-- Testo selezionato --
A Metastasio, solo a Vienna e in attesa del consiglio dell’amica Marianna Bulgarelli, la cantante che lo ha avviato alla carriera del teatro musicale, corrisponde la solitudine esistenziale e politica dell’imperatore Carlo VI, ancora privo del riconoscimento indispensabile per tenere a bada il revanscismo dei Borbone, la rivalità prussiana in Germania e le insidie del ricorrente pericolo ottomano. Eppure sia nei confronti di Adriano, morale raffigurazione dell’imperatore, sia verso se stesso, il valore positivo alla fine emergente e dominante è quello di produrre l’altrui felicità, non la propria particolare. Metastasio non tratteggia quindi in Adriano in Siria i caratteri della asburgica clemenza e giustizia, virtù-simboli dell’Impero nel Settecento pressoché interamente costruiti dal poeta venuto da Roma, bensì quelli del conseguimento della felicità dei sudditi governati dal potere dell’ancien régime.
Tutt’affatto diversa rispetto al testo metastasiano e pergolesiano l’interpretrazione consegnata al dramma dalla direzione del Garcia.

-- Scopo del compito --
Rispondi per favore a queste domande sul testo selezionato:
(a) Chi è Marianna Bulgarelli?
(b) Quale imperatore è moralmente raffigurato in Adriano?
(c) Quali virtù dell'Impero Metastasio non tratteggia in Adriano in Siria?
Le righe provengono da una fonte diversa.

-- Materiale fornito --
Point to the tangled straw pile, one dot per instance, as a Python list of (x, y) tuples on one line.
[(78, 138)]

-- Risultato finale --
(a) È l'amica di Metastasio, la cantante che lo ha avviato alla carriera del teatro musicale.
(b) Carlo VI.
(c) La clemenza e la giustizia asburgiche.